*AIM*
Copy each of the entries below word for word, keeping every line in its original order. Leave the pictures out of your copy.

*DATA PROVIDED*
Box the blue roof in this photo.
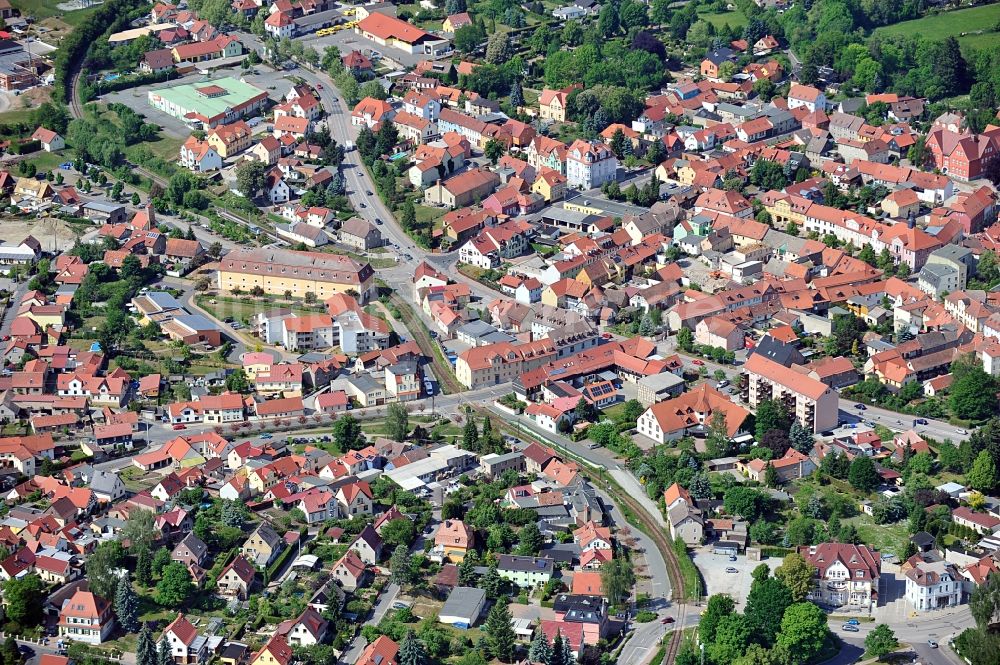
[146,291,183,310]
[174,314,222,330]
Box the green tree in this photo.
[744,576,792,646]
[698,593,736,643]
[397,630,427,665]
[965,450,997,492]
[331,413,365,450]
[483,599,517,663]
[708,614,752,663]
[236,160,267,199]
[601,557,635,605]
[788,420,814,455]
[135,622,157,665]
[517,522,545,556]
[389,545,413,587]
[755,399,791,441]
[948,356,997,420]
[528,628,552,663]
[865,623,899,660]
[847,455,879,492]
[462,417,479,451]
[485,31,514,65]
[778,603,830,662]
[774,552,815,603]
[226,367,250,395]
[483,139,507,164]
[379,518,417,548]
[115,573,139,633]
[147,544,170,584]
[84,540,125,598]
[479,560,503,599]
[722,485,767,522]
[3,575,45,628]
[153,561,194,608]
[385,402,410,441]
[135,549,153,587]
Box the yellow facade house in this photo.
[217,248,375,303]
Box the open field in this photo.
[11,0,100,26]
[878,4,1000,48]
[841,513,909,554]
[698,9,748,28]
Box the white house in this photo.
[566,139,618,189]
[181,136,222,173]
[31,127,66,152]
[905,559,962,610]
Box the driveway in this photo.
[691,547,781,612]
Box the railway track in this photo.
[490,418,688,665]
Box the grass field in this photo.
[841,513,909,554]
[878,4,1000,48]
[0,109,35,125]
[11,0,97,26]
[698,9,748,28]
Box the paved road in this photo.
[497,411,691,664]
[671,349,970,445]
[239,33,498,300]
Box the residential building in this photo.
[800,543,882,610]
[743,353,839,432]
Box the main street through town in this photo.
[76,45,970,665]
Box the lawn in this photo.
[698,9,748,28]
[23,150,73,173]
[841,513,909,554]
[0,109,35,125]
[11,0,97,26]
[195,296,323,321]
[878,4,1000,47]
[415,206,448,226]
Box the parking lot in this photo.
[296,30,428,67]
[101,65,291,138]
[691,546,781,611]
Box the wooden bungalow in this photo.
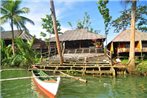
[1,30,47,51]
[50,29,105,53]
[107,29,147,55]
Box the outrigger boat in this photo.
[32,70,60,98]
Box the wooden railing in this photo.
[64,47,104,54]
[118,48,141,53]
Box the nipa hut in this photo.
[50,29,105,52]
[107,29,147,55]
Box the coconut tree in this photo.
[126,0,137,72]
[0,0,34,55]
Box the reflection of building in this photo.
[107,29,147,55]
[1,30,47,51]
[50,29,105,53]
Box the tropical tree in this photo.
[0,0,34,55]
[67,12,96,33]
[97,0,112,45]
[40,15,62,55]
[111,5,147,32]
[41,15,62,34]
[128,0,137,72]
[0,38,40,68]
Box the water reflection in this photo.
[1,72,147,98]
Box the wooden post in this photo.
[60,71,87,83]
[50,0,64,64]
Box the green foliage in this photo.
[42,15,62,34]
[97,0,112,35]
[111,6,147,32]
[67,12,96,33]
[137,60,147,73]
[0,38,39,68]
[0,0,34,31]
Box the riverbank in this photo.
[121,59,147,76]
[1,70,147,98]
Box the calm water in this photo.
[1,71,147,98]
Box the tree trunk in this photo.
[11,19,15,55]
[50,0,64,64]
[128,0,136,73]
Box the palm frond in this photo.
[15,7,30,14]
[20,16,35,25]
[0,15,9,24]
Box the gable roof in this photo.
[50,29,105,42]
[112,29,147,42]
[1,30,33,40]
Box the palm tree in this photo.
[122,0,137,73]
[0,0,34,55]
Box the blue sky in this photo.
[2,0,147,42]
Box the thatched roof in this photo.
[112,29,147,42]
[1,30,33,40]
[50,29,105,42]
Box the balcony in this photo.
[117,48,141,53]
[142,47,147,52]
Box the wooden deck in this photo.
[33,63,126,76]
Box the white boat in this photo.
[32,70,61,98]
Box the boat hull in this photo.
[32,72,60,98]
[33,78,55,98]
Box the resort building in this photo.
[107,29,147,55]
[50,29,105,53]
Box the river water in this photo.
[0,70,147,98]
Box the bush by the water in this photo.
[0,38,40,68]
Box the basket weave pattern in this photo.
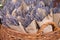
[0,24,60,40]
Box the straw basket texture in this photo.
[0,22,60,40]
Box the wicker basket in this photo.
[0,22,60,40]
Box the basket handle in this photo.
[37,22,60,35]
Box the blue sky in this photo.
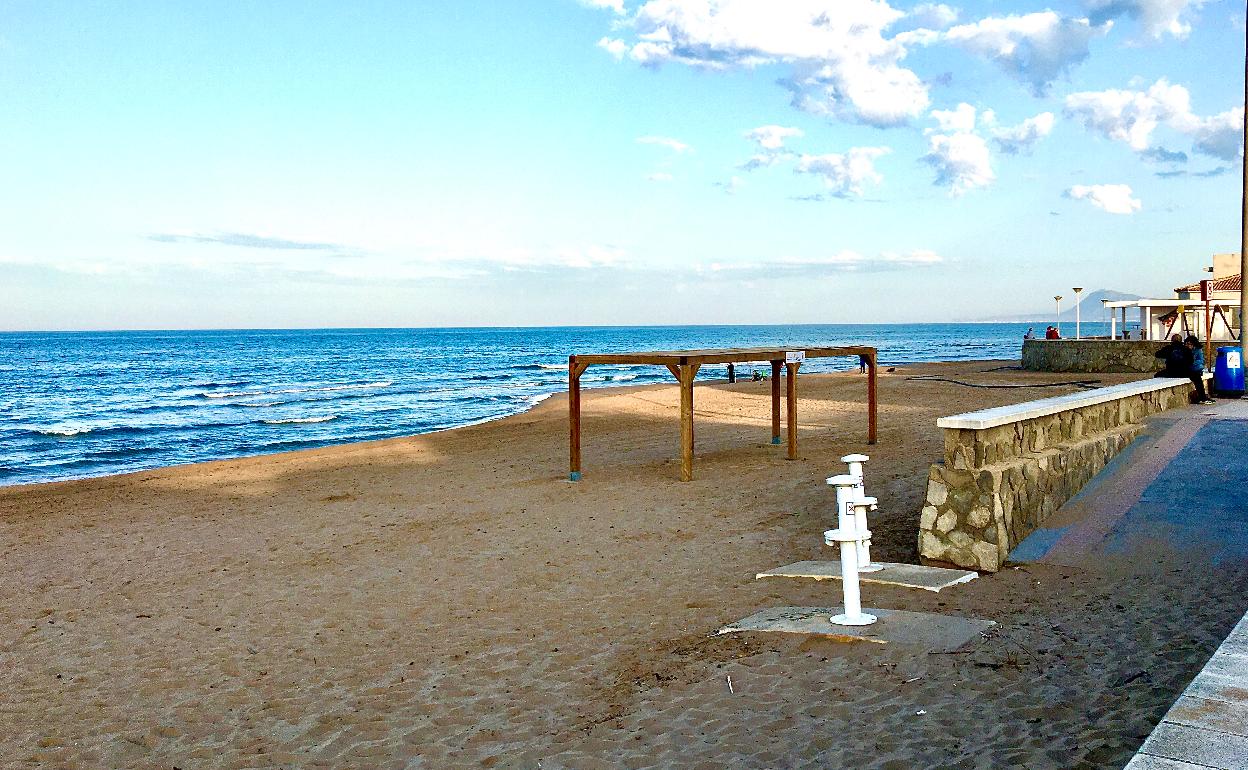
[0,0,1244,329]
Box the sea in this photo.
[0,323,1106,485]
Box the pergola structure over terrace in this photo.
[568,346,876,482]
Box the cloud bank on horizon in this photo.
[0,0,1244,326]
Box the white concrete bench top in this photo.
[936,372,1213,431]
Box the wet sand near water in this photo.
[0,362,1248,769]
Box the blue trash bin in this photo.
[1213,347,1244,398]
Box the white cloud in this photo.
[745,126,805,150]
[1088,0,1206,40]
[922,131,997,195]
[598,37,628,61]
[931,101,991,131]
[599,0,930,126]
[740,125,805,171]
[938,11,1111,95]
[578,0,624,16]
[920,102,997,195]
[794,147,892,197]
[1189,107,1244,161]
[1066,79,1192,152]
[909,2,957,30]
[1066,79,1243,161]
[985,112,1055,155]
[698,250,947,278]
[636,136,689,152]
[1066,185,1142,213]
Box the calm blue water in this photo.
[0,323,1101,485]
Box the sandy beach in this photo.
[0,362,1248,769]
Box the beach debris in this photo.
[824,474,876,625]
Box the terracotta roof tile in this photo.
[1174,273,1239,293]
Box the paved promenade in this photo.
[1011,401,1248,770]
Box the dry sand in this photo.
[0,362,1248,769]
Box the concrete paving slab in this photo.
[719,607,996,651]
[1183,674,1248,703]
[1139,721,1248,770]
[1123,754,1209,770]
[1164,695,1248,738]
[754,562,978,592]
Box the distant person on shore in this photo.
[1183,334,1218,406]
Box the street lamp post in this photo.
[1239,16,1248,356]
[1075,286,1083,339]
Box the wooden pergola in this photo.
[568,346,876,482]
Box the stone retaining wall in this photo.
[919,381,1192,572]
[1022,339,1166,373]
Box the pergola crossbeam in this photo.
[568,346,876,482]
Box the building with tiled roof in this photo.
[1104,252,1242,342]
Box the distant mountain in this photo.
[976,288,1139,323]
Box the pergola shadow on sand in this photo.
[568,346,876,482]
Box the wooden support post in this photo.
[568,356,584,482]
[771,361,781,444]
[680,363,698,482]
[784,363,801,459]
[866,351,880,444]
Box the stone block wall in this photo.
[919,381,1192,572]
[1022,339,1166,372]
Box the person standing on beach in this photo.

*TASK SOLUTION*
Box the blue roof in this photo.
[146,291,183,310]
[174,314,222,330]
Box the green tree in this photo.
[744,576,792,646]
[698,593,736,643]
[397,630,427,665]
[965,450,997,492]
[331,413,365,450]
[483,599,517,663]
[708,614,752,663]
[236,160,267,199]
[601,557,635,605]
[788,420,814,455]
[135,622,157,665]
[517,522,545,556]
[389,545,413,587]
[755,399,791,441]
[948,356,997,420]
[528,628,552,663]
[865,623,899,660]
[847,455,879,492]
[462,417,479,451]
[485,31,514,65]
[778,603,830,662]
[774,552,815,603]
[226,367,250,395]
[483,139,507,164]
[379,518,417,548]
[115,573,139,633]
[147,544,170,584]
[84,540,125,598]
[479,560,503,599]
[722,485,767,522]
[3,575,45,628]
[153,561,194,608]
[385,402,410,441]
[135,549,153,587]
Box the yellow facade house in this photo.
[217,248,375,303]
Box the open field in this photo.
[11,0,100,26]
[878,4,1000,48]
[841,513,909,554]
[698,9,748,28]
Box the white house in this photo.
[566,139,618,189]
[181,136,222,173]
[31,127,66,152]
[905,559,962,610]
Box the driveway in this photo.
[691,547,781,612]
Box the railway track in this photo.
[490,418,688,665]
Box the grass field in this photo.
[841,513,909,554]
[878,4,1000,48]
[0,109,35,125]
[11,0,97,26]
[698,9,748,28]
Box the paved road in this photo.
[497,411,691,664]
[671,349,970,445]
[239,33,498,300]
Box the residential building in this photo.
[800,543,882,610]
[743,353,839,432]
Box the main street through town in this photo.
[76,45,970,665]
Box the lawn in this photo.
[698,9,748,28]
[23,150,73,173]
[841,513,909,554]
[0,109,35,125]
[11,0,97,26]
[195,296,323,321]
[878,4,1000,47]
[415,206,448,226]
Box the parking lot in this photo.
[296,30,428,67]
[101,65,291,138]
[691,546,781,611]
Box the wooden bungalow in this photo.
[1,30,47,51]
[50,29,105,53]
[107,29,147,55]
Box the outrigger boat in this photo.
[32,70,60,98]
Box the wooden railing in this photo.
[64,47,104,54]
[118,48,141,53]
Box the nipa hut in this photo.
[50,29,105,52]
[107,29,147,55]
Box the coconut tree in this photo.
[126,0,137,72]
[0,0,34,55]
Box the reflection of building in this photo.
[107,29,147,55]
[1,30,47,51]
[50,29,105,53]
Box the tropical tree in this photo.
[0,0,34,55]
[67,12,96,33]
[97,0,112,45]
[40,15,62,55]
[111,5,147,32]
[41,15,62,34]
[128,0,137,72]
[0,38,40,68]
Box the water reflection in this photo.
[1,72,147,98]
Box the wooden post in this photo.
[60,71,87,83]
[50,0,64,64]
Box the green foliage in this photo.
[42,15,62,34]
[97,0,112,35]
[111,6,147,32]
[67,12,96,33]
[137,60,147,73]
[0,38,39,68]
[0,0,34,31]
Box the riverbank in this photo.
[121,59,147,76]
[1,70,147,98]
Box the calm water in this photo.
[1,71,147,98]
Box the tree trunk in this photo.
[11,19,15,55]
[50,0,64,64]
[128,0,136,73]
Box the palm frond in this photo.
[15,7,30,14]
[20,16,35,25]
[0,15,9,24]
Box the gable roof in this photo.
[50,29,105,42]
[112,29,147,42]
[1,30,33,40]
Box the palm tree in this photo.
[122,0,137,73]
[0,0,34,55]
Box the blue sky in this photo.
[2,0,147,42]
Box the thatched roof in this photo.
[112,29,147,42]
[1,30,33,40]
[50,29,105,42]
Box the balcony in this photo.
[117,48,141,53]
[142,47,147,52]
Box the wooden deck in this photo.
[33,63,126,76]
Box the white boat in this photo.
[32,70,61,98]
Box the boat hull in this photo.
[32,72,60,98]
[33,78,55,98]
Box the resort building in this photo.
[107,29,147,55]
[50,29,105,53]
Box the river water in this photo.
[0,70,147,98]
Box the bush by the water in this photo.
[0,38,40,68]
Box the basket weave pattern in this photo.
[0,24,60,40]
Box the straw basket texture in this photo.
[0,22,60,40]
Box the wicker basket in this photo.
[0,22,60,40]
Box the basket handle in this photo.
[37,22,60,35]
Box the blue sky in this photo.
[0,0,1244,329]
Box the sea in this photo.
[0,323,1106,485]
Box the pergola structure over terrace in this photo.
[568,346,876,482]
Box the cloud bank on horizon in this photo.
[0,0,1244,326]
Box the white concrete bench top in this photo.
[936,372,1213,431]
Box the wet sand near water in this photo.
[0,362,1248,769]
Box the blue trash bin in this photo.
[1213,347,1244,398]
Box the white cloud in this photo.
[745,126,805,150]
[1088,0,1206,40]
[922,131,997,195]
[598,37,628,61]
[931,101,991,131]
[599,0,930,126]
[740,125,805,171]
[938,11,1111,95]
[578,0,624,16]
[920,102,997,195]
[794,147,892,197]
[1189,107,1244,161]
[1066,79,1192,152]
[909,2,957,30]
[1066,79,1243,161]
[985,112,1055,155]
[698,250,947,278]
[636,136,689,152]
[1066,185,1142,213]
Box the calm blue water in this photo.
[0,323,1101,485]
Box the sandy beach in this photo.
[0,362,1248,769]
Box the beach debris in this photo.
[824,474,876,625]
Box the terracotta roof tile in this photo.
[1174,273,1239,293]
Box the paved promenade in this photo.
[1011,401,1248,770]
Box the dry sand in this photo.
[0,362,1248,769]
Box the concrete paving slab in this photo.
[719,607,996,651]
[1183,674,1248,703]
[1139,721,1248,770]
[1123,754,1209,770]
[1164,695,1248,738]
[754,562,978,592]
Box the distant person on shore in this photo.
[1183,334,1218,406]
Box the street lamp post in this photo.
[1239,16,1248,356]
[1075,286,1083,339]
Box the wooden pergola in this photo.
[568,346,876,482]
Box the stone retaining wall in this photo.
[919,381,1192,572]
[1022,339,1166,373]
Box the pergola crossbeam in this photo.
[568,346,876,482]
Box the building with tiled roof in this photo.
[1104,252,1242,342]
Box the distant mountain in this photo.
[976,288,1139,323]
Box the pergola shadow on sand in this photo.
[568,346,876,482]
Box the wooden support post in this photo.
[568,356,584,482]
[771,361,781,444]
[680,363,698,482]
[784,363,801,459]
[866,351,880,444]
Box the stone block wall in this photo.
[919,381,1192,572]
[1022,339,1166,372]
Box the person standing on beach in this photo.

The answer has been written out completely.